> [Given problem 1] Repeat the following lines from the entries below word for word, covering everything from the line containing "Target — fallen leaf" down to the line containing "column 241, row 84", with both of those lines included.

> [Page extract]
--- BEGIN ---

Friday, December 5

The Night of the Blaylock



A weekly Wednesday tradition for the myself, Catfish, and Extra Medium has been going to a local pub and partaking in their trivia night competition. We are quite proficient at it and have become known as the team to beat. The prize for winning is $25 off your tab but we do it for the love of the game, and winning the title is paramount to any monetary compensation for cerebral mastery of superfluous knowledge. This week, Catfish and XM found themselves in possession of two fourth row tickets to the Bobcats' game versus the Thunder. Catfish was debating what to do when I simply told him he had to attend the game. He agreed and it seemed our team would be absent from the weekly trivia contest. Faced with the prospect of going home from work and plopping myself on the couch and watching college basketball or having a few drinks and maybe, just maybe having a good showing for our team at the pub, I chose the latter. I decided to ride solo, and what ensued that evening was one of the greatest performances, maybe ever. But not really.

The name we chose for our team was 'Mookie Blaylock'. No special reason for the name, we were(are?) all big Pearl Jam fans and that was the name they had before becoming Pearl Jam. I'm sure Mookie is glad they made the switch otherwise most people would only think of the band when his name was brought up. Before Mookie Blaylock, the band was known as 'Mother Love Bone'. I think in the end they made the right decision.

--- END ---

> [Supplied data]
--- BEGIN ---

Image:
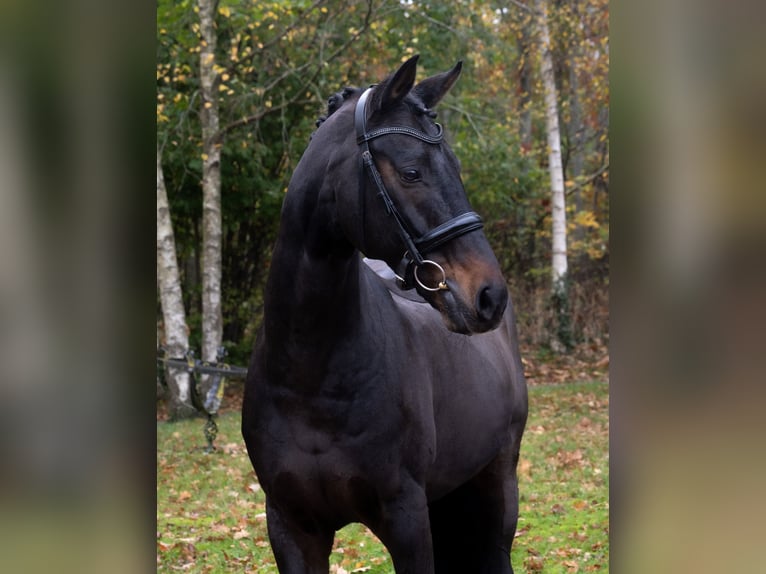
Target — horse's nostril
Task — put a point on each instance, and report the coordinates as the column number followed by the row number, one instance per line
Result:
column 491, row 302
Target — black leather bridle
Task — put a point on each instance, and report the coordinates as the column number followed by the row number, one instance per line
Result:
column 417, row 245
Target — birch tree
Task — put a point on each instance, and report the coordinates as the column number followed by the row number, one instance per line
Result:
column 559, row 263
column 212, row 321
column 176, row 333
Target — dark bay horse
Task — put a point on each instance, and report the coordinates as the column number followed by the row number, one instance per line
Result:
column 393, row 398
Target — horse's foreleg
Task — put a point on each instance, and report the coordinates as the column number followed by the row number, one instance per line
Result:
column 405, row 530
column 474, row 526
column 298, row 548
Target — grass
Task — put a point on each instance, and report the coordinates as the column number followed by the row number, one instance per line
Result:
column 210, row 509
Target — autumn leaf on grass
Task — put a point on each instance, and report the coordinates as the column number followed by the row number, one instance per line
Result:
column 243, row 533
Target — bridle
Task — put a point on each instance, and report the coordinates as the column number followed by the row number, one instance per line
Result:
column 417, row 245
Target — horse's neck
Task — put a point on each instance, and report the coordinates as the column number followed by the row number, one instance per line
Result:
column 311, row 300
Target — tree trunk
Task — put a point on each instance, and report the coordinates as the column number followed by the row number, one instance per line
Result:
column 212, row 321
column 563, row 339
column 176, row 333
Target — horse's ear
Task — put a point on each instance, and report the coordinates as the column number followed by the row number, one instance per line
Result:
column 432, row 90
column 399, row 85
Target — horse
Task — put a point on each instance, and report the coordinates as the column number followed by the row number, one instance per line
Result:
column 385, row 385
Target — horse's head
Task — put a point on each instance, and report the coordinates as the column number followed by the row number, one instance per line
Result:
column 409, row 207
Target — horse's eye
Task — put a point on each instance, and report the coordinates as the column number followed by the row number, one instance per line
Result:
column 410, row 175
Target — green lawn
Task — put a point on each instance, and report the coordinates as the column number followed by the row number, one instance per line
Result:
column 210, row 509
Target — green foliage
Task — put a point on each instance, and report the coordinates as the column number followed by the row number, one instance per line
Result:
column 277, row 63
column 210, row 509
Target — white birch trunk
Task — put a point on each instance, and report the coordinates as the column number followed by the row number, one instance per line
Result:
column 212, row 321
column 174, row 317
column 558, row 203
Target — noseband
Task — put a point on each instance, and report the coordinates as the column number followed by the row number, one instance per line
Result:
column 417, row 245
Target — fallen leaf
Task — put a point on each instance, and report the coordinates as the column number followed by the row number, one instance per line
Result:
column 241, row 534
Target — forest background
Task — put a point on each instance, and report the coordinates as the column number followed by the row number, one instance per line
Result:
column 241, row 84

--- END ---
--- BEGIN ---

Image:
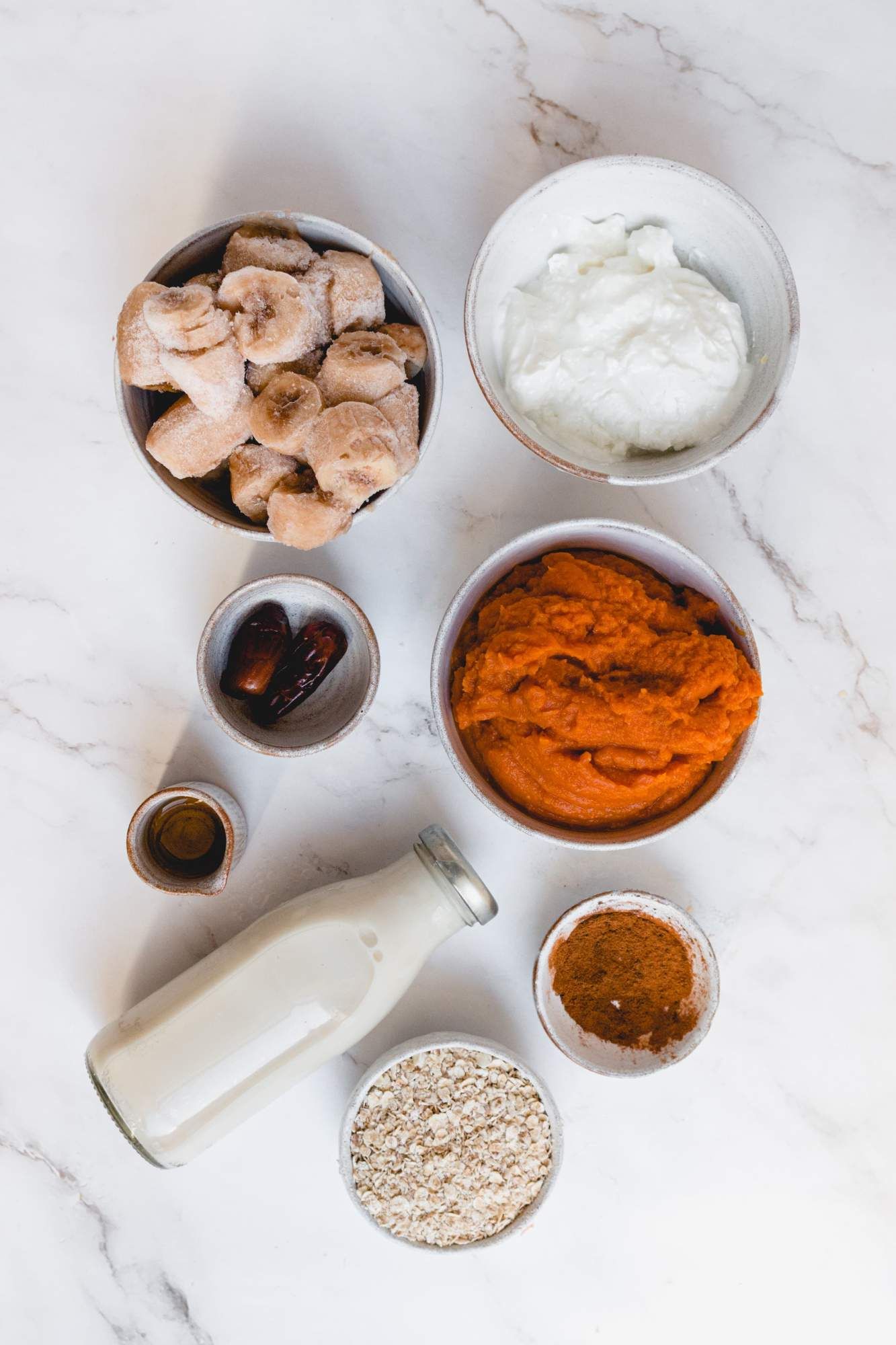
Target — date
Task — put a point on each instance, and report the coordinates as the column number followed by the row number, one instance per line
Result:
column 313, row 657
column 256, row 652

--- END ---

> [Given problem 2] Rewrite the part of the trivia-night post above that runs from "The name we" down to "the right decision.", putting "group" wherever "band" appears.

> [Finished answer 1]
Target — fallen leaf
Task — put a point on each instance, and report the coordinates as the column number followed by the row number, one instance per line
Result:
column 241, row 534
Target — forest background
Task — put a point on each instance, and report the coordinates as the column number followed by the row number, one instance per line
Result:
column 241, row 84

> [Finished answer 2]
The name we chose for our team was 'Mookie Blaylock'. No special reason for the name, we were(are?) all big Pearl Jam fans and that was the name they had before becoming Pearl Jam. I'm sure Mookie is glad they made the switch otherwise most people would only think of the group when his name was brought up. Before Mookie Blaylock, the group was known as 'Mother Love Bone'. I think in the end they made the right decision.